# Tujuan
Tulis ulang bagian kutipan tentang Museum Radya Pustaka dari "Datanglah ke Museum" sampai dengan "terutama tulisan tangan.", dan ganti "lembaga" dengan "institusi".

Datanglah ke Museum Radya Pustaka maka anda akan tahu sejarah jawa tempo dulu. Nama resmi museum yang didirikan oleh KRA Sosrodiningrat IV Pepatih Dalem Sinuhun PB IX dan PB X pada tanggal 28 Oktober 1890 itu adalah Paheman Radya Pustaka. Secara terminologis, paheman berarti 'lembaga', radya artinya 'bangsa/negara', dan pustaka memiliki makna 'hasil budaya', terutama tulisan tangan.
Untuk mencapai museum ini tidaklah sulit, karena lokasinya berada di tengah kota Solo, yakni di Jalan Slamet Riyadi, bersebelahan dengan kawasan Taman Sriwedari. Beragam peninggalan keluarga dan bangsawan Keraton Surakarta Hadiningrat tersimpan di dalam museum ini. Mulai dari senjata, peralatan kantor, peralatan dapur, hingga buku-buku Jawa kuno.
Ruang utama museum menampilkan berbagai jenis wayang, mulai dari wayang kulit, gedog, topeng, sampai wayang beber. Juga terdapat meriam Lela berukuran kecil. Meriam ini dulunya berfungsi untuk upacara pelantikan raja, pesta perkawinan, dan penyambutan tamu agung.
Di bagian tengah ruang, terdapat Kremun, yakni kotak persegi empat yang terbuat dari kayu dan rotan lengkap dengan pintunya. Di dalam Kremun inilah puteri bangsawan duduk, lalu diangkat oleh dua orang atau lebih untuk bepergian. Juga masih tersimpan piala porselen hadiah dari Kaisar Napoleon Bonaparte yang dipersembahkan kepada Raja Sri Susuhunan Paku Buwono IV (1811). Berbagai jenis mata uang kuno dari berbagai negara seperti Cina, VOC, India, dan Amerika Serikat, juga menjadi bagian dari koleksi museum.

# Data yang Diberikan
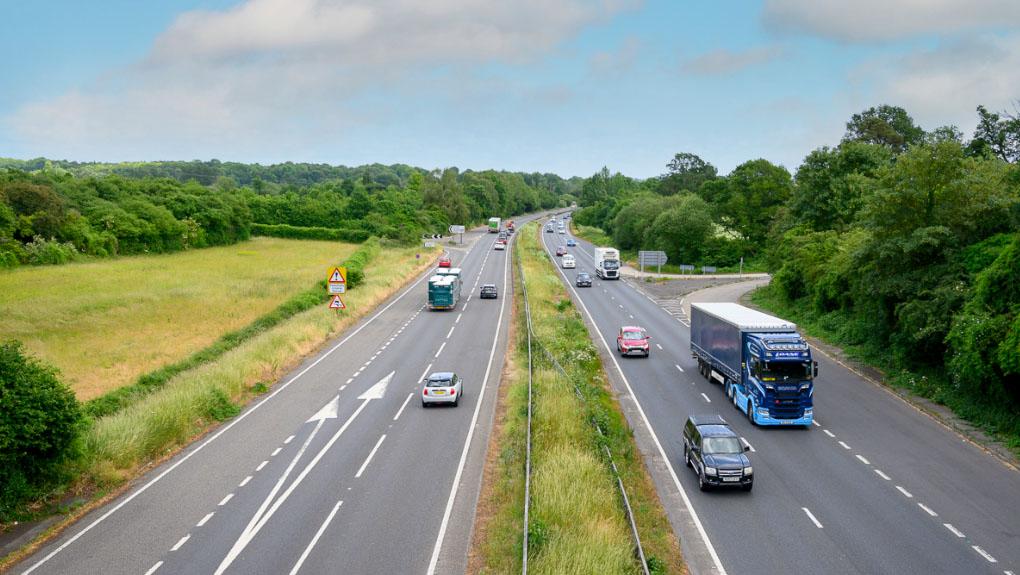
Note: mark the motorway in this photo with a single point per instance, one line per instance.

# Jawaban Lengkap
Datanglah ke Museum Radya Pustaka maka anda akan tahu sejarah jawa tempo dulu. Nama resmi museum yang didirikan oleh KRA Sosrodiningrat IV Pepatih Dalem Sinuhun PB IX dan PB X pada tanggal 28 Oktober 1890 itu adalah Paheman Radya Pustaka. Secara terminologis, paheman berarti 'institusi', radya artinya 'bangsa/negara', dan pustaka memiliki makna 'hasil budaya', terutama tulisan tangan.